(Stored items)
----

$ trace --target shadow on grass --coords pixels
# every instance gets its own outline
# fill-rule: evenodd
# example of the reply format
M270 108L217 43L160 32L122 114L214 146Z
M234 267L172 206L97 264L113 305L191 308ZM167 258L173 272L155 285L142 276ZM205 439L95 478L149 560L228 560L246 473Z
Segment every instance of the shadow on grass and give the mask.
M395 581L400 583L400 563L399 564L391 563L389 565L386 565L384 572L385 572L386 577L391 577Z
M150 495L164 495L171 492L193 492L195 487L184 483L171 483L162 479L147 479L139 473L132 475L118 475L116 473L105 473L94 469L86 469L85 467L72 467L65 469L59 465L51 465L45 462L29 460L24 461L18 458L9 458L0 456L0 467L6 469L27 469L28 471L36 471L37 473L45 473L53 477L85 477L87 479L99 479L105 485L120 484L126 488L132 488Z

----

◆ **Task brief**
Set down exactly the line with "Segment every instance" and each line after it up to the end of the records, adding nothing.

◆ **Reply to the exercise**
Segment every instance of the shadow on grass and give the mask.
M395 581L400 583L400 563L399 564L391 563L389 565L386 565L384 572L385 572L386 577L391 577Z
M150 495L164 495L171 492L193 492L195 487L184 483L171 483L162 479L147 479L139 473L132 475L118 475L116 473L105 473L94 469L86 469L85 467L72 467L65 469L59 465L51 465L45 462L29 460L24 461L18 458L9 458L0 456L0 467L6 469L27 469L28 471L36 471L37 473L45 473L53 477L85 477L87 479L99 479L105 485L120 484L126 488L132 488Z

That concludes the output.